Page excerpt ▸
● ● ● ● ● ● ●

THERE IS SOMETHING I wanted to write about today. But I cannot. I cannot even tell you that I cannot tell you, because to do so might be to imply what it was I wanted to write about. And that might lead you to infer that I was referring to a situation that I should not refer to. Get it? No?
I am beginning to understand why so few
journalists write about cases in the family
courts. The lawyers are patiently
diminishing my file of potential cases week
by week. But at least I am learning about
the armoury of secrecy that social services
can deploy which prevents scrutiny of the
removal of children from their parents.
John Sweeney, an investigative reporter and presenter on the BBC’s Real Story, describes reporting on the family courts as being as difficult as reporting from Zimbabwe. Of the seven child abuse cases he has covered in the criminal courts over the past few years, all have ended in the quashing of convictions. Some of the defendants — Angela Cannings and Sally Clark — have become household names. But of the five cases he has covered in the family courts, all have ended in the parents losing their children for ever. You will probably never know the names of those people. Their names must be changed and their faces blocked out, to “protect” the children. It is hard to expose miscarriages of justice when the stories are drained of human content.

● ● ● ● ● ● ●

(Records from a collection)

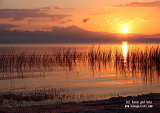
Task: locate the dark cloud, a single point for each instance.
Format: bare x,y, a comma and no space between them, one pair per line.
85,20
65,21
58,7
20,14
140,4
8,26
52,28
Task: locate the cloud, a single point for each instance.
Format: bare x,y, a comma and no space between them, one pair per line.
127,22
20,14
140,4
58,7
8,26
52,28
85,20
65,21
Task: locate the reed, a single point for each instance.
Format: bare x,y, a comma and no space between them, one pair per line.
15,64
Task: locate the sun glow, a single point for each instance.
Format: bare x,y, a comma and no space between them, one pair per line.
125,50
124,30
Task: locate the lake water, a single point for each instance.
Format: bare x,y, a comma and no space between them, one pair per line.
82,75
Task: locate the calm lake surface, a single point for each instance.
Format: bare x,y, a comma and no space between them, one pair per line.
82,75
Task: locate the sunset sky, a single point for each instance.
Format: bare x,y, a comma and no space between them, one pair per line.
140,17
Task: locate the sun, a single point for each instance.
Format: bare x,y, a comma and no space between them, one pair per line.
124,30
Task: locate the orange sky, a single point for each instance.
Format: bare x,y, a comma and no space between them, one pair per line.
142,17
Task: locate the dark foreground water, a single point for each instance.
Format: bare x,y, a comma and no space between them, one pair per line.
102,70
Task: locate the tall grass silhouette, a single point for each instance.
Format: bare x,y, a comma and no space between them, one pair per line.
139,62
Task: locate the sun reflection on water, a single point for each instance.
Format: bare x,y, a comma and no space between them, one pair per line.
125,50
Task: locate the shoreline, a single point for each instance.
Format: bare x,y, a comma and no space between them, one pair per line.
149,103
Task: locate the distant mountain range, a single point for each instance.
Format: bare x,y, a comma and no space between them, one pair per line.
71,34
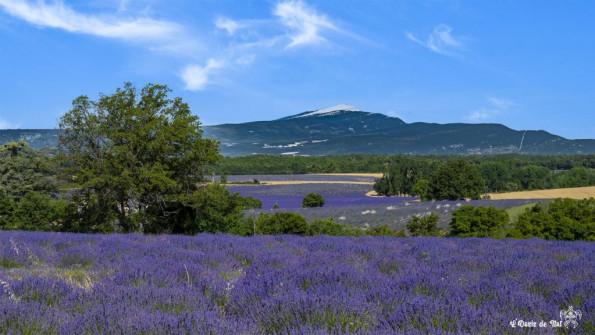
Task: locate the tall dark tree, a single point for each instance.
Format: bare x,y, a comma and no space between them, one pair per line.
137,155
24,169
456,180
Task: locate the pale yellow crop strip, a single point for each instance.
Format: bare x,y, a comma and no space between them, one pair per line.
573,193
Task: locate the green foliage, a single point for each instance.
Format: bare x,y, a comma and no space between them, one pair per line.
401,178
137,155
23,169
496,176
250,203
534,177
456,180
37,212
328,227
421,189
212,209
424,226
470,221
313,200
561,219
281,223
383,230
576,177
7,207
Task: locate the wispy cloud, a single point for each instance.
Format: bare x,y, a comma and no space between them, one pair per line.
228,24
496,107
440,40
501,103
306,24
7,125
481,114
58,15
196,77
293,22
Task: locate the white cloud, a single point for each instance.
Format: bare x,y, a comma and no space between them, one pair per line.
481,114
197,77
498,106
440,40
228,24
245,59
7,125
57,15
304,21
501,103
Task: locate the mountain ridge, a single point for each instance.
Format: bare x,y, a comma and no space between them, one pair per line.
345,129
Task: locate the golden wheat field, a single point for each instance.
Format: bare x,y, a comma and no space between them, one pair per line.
573,193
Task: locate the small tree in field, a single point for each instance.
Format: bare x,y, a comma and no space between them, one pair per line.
424,226
313,200
456,180
470,221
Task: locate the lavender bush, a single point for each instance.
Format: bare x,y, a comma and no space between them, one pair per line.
335,195
133,284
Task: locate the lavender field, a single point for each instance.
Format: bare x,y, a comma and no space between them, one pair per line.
58,283
336,195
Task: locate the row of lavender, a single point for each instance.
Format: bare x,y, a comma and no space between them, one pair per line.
130,284
335,195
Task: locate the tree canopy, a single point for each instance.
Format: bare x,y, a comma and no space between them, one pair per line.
456,180
138,156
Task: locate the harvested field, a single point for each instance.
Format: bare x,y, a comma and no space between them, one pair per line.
573,193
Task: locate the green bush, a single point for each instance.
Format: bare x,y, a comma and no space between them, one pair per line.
7,207
327,227
313,200
456,180
470,221
561,219
281,223
250,203
424,226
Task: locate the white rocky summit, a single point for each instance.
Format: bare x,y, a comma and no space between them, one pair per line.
331,111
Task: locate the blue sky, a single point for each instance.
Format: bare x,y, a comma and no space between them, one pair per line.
525,64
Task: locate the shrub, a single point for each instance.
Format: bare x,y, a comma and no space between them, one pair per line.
327,227
456,180
424,226
250,203
561,219
281,223
470,221
383,230
313,200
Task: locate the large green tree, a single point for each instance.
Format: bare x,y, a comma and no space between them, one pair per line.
137,155
24,169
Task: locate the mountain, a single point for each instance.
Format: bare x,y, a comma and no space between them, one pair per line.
345,129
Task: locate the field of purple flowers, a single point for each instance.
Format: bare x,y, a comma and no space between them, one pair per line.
57,283
336,195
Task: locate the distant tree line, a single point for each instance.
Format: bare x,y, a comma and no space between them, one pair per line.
560,219
268,164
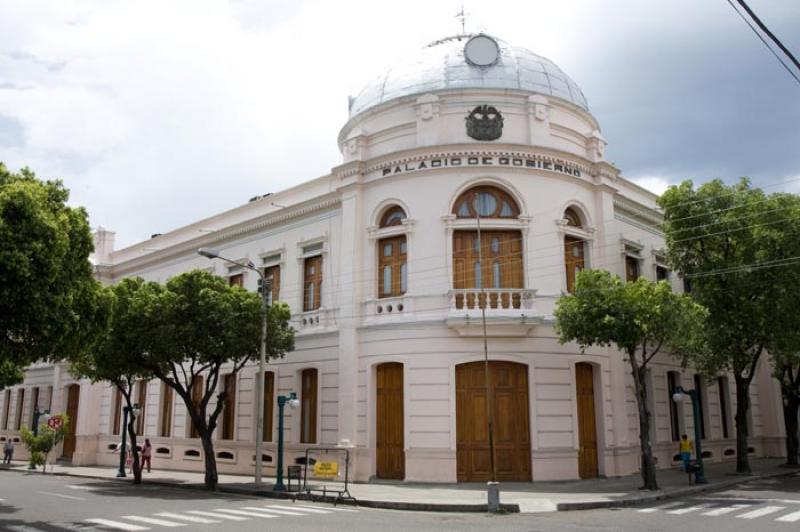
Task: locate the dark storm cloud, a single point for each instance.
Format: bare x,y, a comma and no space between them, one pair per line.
711,103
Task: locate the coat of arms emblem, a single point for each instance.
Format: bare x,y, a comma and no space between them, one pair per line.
485,123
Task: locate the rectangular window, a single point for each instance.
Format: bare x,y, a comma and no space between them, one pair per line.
165,424
116,409
724,404
229,409
198,391
20,405
308,407
699,387
6,409
392,266
631,268
674,419
34,404
269,402
312,283
273,277
141,400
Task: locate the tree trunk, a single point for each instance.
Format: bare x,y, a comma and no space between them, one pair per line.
791,406
742,406
211,477
648,466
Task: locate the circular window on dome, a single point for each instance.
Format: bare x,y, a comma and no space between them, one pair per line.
482,50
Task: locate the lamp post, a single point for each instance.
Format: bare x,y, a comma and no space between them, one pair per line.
291,399
700,475
123,448
36,415
264,285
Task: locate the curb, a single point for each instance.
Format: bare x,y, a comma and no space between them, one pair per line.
665,495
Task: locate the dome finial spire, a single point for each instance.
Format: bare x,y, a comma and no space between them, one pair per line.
463,18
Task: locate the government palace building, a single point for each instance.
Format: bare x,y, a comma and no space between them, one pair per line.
473,171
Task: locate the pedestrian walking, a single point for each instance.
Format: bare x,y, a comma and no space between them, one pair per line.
686,449
8,451
147,453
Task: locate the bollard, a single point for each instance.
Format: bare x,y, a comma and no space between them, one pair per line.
493,492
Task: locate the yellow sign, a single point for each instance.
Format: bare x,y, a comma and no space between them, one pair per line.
326,469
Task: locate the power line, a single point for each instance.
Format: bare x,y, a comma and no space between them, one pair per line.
761,38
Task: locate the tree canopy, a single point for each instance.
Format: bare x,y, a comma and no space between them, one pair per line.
640,318
47,290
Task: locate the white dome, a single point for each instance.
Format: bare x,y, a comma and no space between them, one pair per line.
442,65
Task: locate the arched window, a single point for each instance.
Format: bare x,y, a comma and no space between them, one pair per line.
572,218
487,202
393,216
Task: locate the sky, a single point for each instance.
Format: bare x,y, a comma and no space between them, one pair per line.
158,113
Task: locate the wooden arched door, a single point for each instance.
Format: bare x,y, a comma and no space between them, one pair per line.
587,428
390,454
509,389
73,398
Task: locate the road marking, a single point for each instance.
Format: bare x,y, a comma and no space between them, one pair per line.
188,518
331,508
244,512
789,518
116,524
726,510
217,515
152,521
279,512
761,512
304,509
657,508
62,496
688,509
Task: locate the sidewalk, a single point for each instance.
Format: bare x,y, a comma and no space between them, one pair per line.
516,497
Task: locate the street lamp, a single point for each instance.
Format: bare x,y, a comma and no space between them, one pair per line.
36,415
262,361
678,396
291,399
123,450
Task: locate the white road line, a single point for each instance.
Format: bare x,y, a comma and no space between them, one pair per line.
279,512
657,508
789,518
189,518
152,521
726,510
217,515
244,512
116,524
60,495
689,509
331,508
761,512
304,509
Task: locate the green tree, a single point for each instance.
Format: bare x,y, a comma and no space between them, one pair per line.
40,445
714,238
194,328
640,318
47,290
116,358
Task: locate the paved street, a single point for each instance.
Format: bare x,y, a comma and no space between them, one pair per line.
49,503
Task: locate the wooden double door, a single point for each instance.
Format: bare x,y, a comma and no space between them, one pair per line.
508,386
587,427
390,453
73,398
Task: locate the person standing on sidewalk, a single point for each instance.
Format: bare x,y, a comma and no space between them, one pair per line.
147,453
8,451
686,449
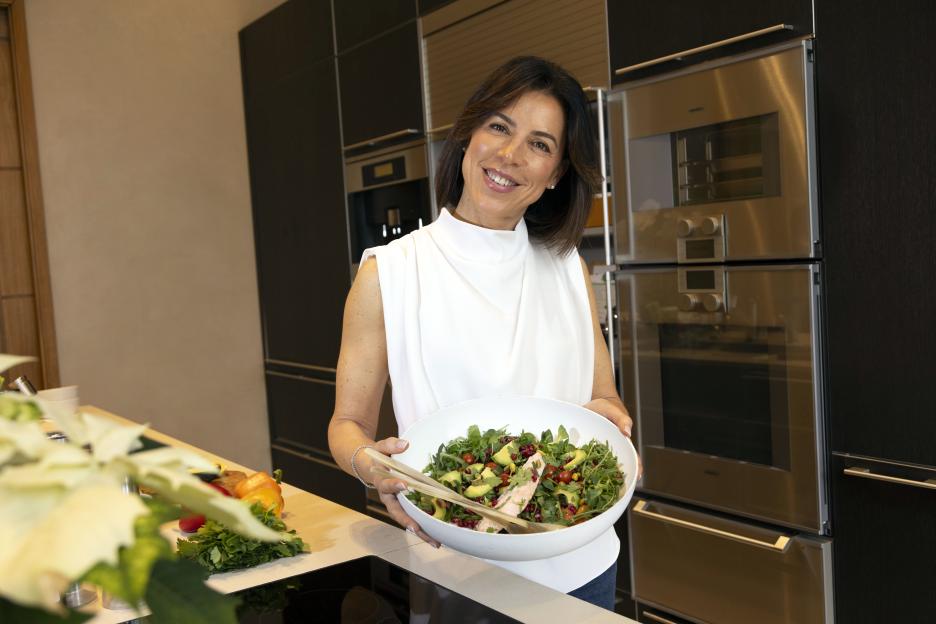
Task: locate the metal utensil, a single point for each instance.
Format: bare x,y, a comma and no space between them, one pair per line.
513,524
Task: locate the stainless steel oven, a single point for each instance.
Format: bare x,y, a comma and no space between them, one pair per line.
717,164
719,365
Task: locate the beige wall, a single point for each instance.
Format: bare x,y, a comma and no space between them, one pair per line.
144,173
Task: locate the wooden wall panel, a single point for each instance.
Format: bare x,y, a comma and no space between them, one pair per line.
16,276
21,190
21,336
9,125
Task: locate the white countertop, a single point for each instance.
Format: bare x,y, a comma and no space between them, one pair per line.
336,534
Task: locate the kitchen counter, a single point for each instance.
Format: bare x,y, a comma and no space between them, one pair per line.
336,534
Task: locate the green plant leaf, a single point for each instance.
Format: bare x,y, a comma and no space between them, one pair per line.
12,612
177,594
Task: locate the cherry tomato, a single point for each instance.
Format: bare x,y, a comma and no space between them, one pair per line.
190,524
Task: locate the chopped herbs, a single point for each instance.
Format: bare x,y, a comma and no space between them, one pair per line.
218,549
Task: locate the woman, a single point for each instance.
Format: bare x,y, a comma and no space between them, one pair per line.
491,298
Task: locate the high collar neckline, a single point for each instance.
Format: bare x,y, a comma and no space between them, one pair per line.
480,244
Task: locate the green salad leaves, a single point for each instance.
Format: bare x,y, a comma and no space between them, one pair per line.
219,549
578,483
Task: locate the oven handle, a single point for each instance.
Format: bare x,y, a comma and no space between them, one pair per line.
708,46
865,473
383,137
780,545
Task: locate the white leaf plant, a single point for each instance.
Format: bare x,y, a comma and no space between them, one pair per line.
63,508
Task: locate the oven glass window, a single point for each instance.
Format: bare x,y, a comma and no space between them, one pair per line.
724,392
727,161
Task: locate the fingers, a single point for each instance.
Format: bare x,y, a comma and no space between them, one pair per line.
389,446
388,489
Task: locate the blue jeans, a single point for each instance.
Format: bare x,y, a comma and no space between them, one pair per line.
600,590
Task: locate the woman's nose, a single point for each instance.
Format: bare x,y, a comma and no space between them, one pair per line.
508,150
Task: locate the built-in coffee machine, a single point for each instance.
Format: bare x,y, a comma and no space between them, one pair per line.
388,195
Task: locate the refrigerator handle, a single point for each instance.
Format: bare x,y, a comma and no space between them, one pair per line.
781,544
865,473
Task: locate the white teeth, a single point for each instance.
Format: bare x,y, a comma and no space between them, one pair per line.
501,181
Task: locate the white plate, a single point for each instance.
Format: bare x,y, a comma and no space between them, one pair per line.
517,414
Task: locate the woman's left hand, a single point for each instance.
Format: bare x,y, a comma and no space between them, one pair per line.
613,409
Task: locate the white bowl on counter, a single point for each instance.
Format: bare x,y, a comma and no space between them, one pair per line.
517,414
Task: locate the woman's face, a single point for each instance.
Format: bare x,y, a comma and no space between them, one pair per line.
510,160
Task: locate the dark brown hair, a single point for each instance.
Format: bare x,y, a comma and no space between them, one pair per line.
557,219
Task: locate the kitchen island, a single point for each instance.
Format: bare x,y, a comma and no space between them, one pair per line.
336,535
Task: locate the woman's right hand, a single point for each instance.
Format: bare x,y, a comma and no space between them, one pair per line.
389,488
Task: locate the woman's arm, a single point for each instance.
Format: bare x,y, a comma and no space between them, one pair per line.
360,382
605,399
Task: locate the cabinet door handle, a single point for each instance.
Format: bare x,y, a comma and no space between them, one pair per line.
657,618
707,46
781,544
383,137
865,473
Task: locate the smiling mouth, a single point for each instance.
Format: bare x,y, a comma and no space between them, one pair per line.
500,179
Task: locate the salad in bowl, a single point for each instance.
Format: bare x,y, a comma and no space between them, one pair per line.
579,472
540,478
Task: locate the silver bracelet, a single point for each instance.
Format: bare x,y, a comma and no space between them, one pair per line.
354,468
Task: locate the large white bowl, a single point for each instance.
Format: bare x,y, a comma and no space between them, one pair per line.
517,414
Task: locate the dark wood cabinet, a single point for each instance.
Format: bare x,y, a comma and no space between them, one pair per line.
293,35
322,478
299,410
298,202
381,91
885,545
358,20
646,614
428,6
643,31
877,186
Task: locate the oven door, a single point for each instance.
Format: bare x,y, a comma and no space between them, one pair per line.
717,164
722,363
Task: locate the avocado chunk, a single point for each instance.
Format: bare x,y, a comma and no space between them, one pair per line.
452,478
577,458
571,497
502,456
475,491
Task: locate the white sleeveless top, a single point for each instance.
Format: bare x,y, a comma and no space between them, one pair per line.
470,313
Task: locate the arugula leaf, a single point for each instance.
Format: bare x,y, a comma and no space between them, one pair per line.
128,578
217,548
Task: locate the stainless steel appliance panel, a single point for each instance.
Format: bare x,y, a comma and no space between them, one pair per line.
712,570
721,362
725,155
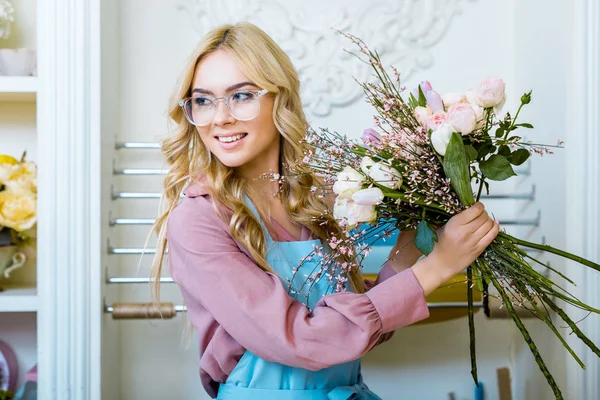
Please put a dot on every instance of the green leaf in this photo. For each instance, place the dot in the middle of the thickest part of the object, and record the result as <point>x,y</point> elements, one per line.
<point>471,152</point>
<point>525,125</point>
<point>412,100</point>
<point>456,167</point>
<point>487,148</point>
<point>425,238</point>
<point>504,150</point>
<point>497,168</point>
<point>519,157</point>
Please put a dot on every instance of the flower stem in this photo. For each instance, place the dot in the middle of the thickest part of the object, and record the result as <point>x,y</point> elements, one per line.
<point>552,250</point>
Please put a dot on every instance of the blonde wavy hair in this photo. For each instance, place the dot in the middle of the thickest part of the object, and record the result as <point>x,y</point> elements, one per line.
<point>267,65</point>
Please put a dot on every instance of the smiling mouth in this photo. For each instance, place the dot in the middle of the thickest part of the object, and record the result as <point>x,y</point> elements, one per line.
<point>231,139</point>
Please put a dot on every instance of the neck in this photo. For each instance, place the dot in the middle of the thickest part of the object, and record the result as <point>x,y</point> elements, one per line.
<point>259,172</point>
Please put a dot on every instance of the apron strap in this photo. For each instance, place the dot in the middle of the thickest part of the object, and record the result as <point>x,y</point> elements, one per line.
<point>351,392</point>
<point>250,205</point>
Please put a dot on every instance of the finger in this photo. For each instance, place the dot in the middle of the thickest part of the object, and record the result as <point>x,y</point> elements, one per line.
<point>483,229</point>
<point>490,236</point>
<point>471,213</point>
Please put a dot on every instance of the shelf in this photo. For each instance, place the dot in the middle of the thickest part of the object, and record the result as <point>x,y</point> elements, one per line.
<point>18,88</point>
<point>18,299</point>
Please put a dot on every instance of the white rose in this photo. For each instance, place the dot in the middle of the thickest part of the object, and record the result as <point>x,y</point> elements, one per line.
<point>348,181</point>
<point>350,213</point>
<point>368,197</point>
<point>441,137</point>
<point>365,165</point>
<point>450,99</point>
<point>490,92</point>
<point>386,176</point>
<point>462,117</point>
<point>422,114</point>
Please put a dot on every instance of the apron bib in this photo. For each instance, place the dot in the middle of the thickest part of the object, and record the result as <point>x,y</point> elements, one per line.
<point>255,378</point>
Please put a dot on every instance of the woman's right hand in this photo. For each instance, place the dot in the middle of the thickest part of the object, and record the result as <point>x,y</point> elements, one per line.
<point>460,242</point>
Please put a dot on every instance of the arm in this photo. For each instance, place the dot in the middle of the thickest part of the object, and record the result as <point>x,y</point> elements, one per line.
<point>403,255</point>
<point>255,309</point>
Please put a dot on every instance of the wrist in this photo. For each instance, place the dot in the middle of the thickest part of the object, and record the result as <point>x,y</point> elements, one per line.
<point>427,272</point>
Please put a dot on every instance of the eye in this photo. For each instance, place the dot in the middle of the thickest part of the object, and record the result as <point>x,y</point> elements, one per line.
<point>202,101</point>
<point>242,96</point>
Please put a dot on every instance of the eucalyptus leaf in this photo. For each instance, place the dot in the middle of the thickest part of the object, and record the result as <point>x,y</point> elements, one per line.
<point>504,150</point>
<point>425,238</point>
<point>456,167</point>
<point>471,152</point>
<point>525,125</point>
<point>496,168</point>
<point>519,157</point>
<point>422,99</point>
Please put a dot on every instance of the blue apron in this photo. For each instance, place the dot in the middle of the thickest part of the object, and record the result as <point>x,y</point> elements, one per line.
<point>255,378</point>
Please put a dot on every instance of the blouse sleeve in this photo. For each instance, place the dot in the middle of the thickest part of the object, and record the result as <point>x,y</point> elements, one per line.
<point>254,308</point>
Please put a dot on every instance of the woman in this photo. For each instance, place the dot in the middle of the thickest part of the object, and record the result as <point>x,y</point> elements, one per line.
<point>234,240</point>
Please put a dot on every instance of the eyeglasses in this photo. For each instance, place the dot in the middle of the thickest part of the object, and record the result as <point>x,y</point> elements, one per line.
<point>243,106</point>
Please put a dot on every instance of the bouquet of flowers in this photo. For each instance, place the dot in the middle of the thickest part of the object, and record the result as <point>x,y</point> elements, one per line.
<point>18,200</point>
<point>417,172</point>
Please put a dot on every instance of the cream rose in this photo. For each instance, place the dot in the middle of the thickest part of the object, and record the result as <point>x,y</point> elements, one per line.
<point>348,181</point>
<point>441,137</point>
<point>385,176</point>
<point>368,197</point>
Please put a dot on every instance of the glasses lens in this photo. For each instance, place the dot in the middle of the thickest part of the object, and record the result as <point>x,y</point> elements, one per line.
<point>199,110</point>
<point>244,105</point>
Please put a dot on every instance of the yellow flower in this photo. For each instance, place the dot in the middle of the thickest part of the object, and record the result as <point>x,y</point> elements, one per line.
<point>17,210</point>
<point>22,178</point>
<point>6,159</point>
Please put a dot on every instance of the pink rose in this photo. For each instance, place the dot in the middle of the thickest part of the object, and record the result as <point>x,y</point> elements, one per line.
<point>437,119</point>
<point>478,116</point>
<point>434,100</point>
<point>490,92</point>
<point>422,114</point>
<point>450,99</point>
<point>462,118</point>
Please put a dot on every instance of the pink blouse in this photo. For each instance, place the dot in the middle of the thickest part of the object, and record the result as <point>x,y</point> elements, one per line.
<point>234,305</point>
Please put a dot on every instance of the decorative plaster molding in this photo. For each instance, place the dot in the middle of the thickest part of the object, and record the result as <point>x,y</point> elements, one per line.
<point>403,32</point>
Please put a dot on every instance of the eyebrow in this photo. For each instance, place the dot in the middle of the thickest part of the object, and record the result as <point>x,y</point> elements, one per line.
<point>229,89</point>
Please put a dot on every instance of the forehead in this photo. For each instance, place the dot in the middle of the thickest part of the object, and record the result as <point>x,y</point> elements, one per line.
<point>218,71</point>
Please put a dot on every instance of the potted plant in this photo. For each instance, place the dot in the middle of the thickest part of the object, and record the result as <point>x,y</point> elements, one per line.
<point>18,214</point>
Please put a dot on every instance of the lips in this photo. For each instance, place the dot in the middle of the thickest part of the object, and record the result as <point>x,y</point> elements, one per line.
<point>231,138</point>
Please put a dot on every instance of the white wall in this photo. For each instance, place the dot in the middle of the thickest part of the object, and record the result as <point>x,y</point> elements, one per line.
<point>505,38</point>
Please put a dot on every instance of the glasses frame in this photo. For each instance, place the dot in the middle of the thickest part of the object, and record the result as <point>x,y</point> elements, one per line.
<point>226,100</point>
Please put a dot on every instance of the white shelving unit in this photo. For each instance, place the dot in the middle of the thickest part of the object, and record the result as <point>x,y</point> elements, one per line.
<point>18,299</point>
<point>18,88</point>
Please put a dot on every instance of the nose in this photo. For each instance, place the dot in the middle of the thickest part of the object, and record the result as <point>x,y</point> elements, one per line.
<point>222,113</point>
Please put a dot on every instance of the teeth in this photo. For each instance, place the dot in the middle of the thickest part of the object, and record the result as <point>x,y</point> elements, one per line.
<point>230,139</point>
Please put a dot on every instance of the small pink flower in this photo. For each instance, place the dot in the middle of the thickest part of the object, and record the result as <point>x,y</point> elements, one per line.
<point>450,99</point>
<point>437,119</point>
<point>462,117</point>
<point>425,87</point>
<point>422,114</point>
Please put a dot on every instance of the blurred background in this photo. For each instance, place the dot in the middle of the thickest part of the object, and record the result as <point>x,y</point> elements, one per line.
<point>123,59</point>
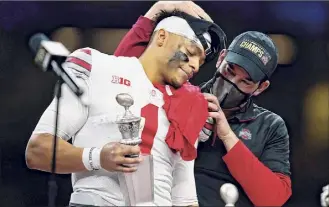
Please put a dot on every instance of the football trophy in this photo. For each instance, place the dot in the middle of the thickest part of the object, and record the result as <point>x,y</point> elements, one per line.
<point>230,194</point>
<point>137,187</point>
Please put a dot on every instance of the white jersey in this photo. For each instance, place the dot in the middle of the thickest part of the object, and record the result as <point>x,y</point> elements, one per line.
<point>103,77</point>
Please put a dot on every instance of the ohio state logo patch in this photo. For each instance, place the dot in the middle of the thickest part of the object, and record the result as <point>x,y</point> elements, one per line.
<point>245,134</point>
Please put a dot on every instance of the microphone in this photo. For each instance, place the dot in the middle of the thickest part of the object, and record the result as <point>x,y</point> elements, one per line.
<point>49,56</point>
<point>229,193</point>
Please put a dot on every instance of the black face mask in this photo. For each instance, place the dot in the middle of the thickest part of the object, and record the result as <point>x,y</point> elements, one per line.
<point>228,94</point>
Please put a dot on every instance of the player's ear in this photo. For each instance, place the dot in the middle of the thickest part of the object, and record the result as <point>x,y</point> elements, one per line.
<point>161,37</point>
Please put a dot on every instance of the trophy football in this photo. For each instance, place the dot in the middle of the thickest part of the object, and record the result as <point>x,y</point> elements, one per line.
<point>137,187</point>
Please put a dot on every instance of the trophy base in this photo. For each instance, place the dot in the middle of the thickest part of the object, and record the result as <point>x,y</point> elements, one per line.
<point>138,187</point>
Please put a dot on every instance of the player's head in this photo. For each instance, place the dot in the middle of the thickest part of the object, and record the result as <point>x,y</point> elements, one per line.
<point>181,44</point>
<point>244,69</point>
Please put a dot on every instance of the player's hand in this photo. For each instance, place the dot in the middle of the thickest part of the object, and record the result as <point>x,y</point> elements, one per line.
<point>222,127</point>
<point>188,7</point>
<point>325,196</point>
<point>113,157</point>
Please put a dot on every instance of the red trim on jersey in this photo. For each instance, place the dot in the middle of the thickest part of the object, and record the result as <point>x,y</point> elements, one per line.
<point>79,62</point>
<point>263,187</point>
<point>150,113</point>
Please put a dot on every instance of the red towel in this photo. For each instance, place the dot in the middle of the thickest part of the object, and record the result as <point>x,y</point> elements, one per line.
<point>187,111</point>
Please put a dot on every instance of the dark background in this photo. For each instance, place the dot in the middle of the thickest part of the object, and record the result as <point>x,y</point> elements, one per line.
<point>299,90</point>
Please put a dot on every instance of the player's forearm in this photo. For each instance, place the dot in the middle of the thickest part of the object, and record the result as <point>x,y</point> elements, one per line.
<point>39,155</point>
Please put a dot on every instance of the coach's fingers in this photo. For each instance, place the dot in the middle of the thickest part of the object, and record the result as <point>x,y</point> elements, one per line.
<point>212,107</point>
<point>215,115</point>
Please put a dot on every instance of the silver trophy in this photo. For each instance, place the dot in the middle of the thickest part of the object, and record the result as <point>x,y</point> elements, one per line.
<point>137,187</point>
<point>230,194</point>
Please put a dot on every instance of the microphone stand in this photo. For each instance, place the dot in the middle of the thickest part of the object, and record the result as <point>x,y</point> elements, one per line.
<point>52,184</point>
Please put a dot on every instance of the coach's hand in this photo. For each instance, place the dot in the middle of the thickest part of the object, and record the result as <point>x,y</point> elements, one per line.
<point>188,7</point>
<point>113,157</point>
<point>223,129</point>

● ● ● ● ● ● ●

Task description ▸ Pick up the piece on secrecy in the family courts after its last sentence and keep it going. The listing has no part in this.

The answer ▸
What I have found extraordinary is how often highly able lawyers are uncertain about what we can and cannot write. Despite the issuing of a model order last year by Dame Elizabeth Butler-Sloss, then head of the Family Division, the court orders that limit press coverage are still often so badly drafted as to be completely unclear. Sometimes the order that is drawn up by the court bears no relation to the draft that the press was sent in advance of the hearing. Sometimes we are notified of the order too late to make representations against it. It costs money to fight these orders. Local papers in particular cannot afford to consult lawyers all the time. The result is self-censorship: one errs on the side of caution. We end up conspiring to silence families.
The irony is that the injunctions are becoming more draconian just as a door is opening in Whitehall. Harriet Harman, the Minister for Constitutional Affairs, has announced that she will consult this year on opening up the family courts to greater scrutiny. This is a positive step. But make no mistake: the same old authorities are gearing up to argue that openness is inappropriate where children are involved.
Even if that particular battle is won, there will still be miscarriages of justice. For the Government’s consultation will not deal with some fundamental unfairnesses at the heart of the system. The first is the threshold for conviction. In a criminal court, you are innocent until proved guilty, and you can only be convicted if your guilt is beyond reasonable doubt.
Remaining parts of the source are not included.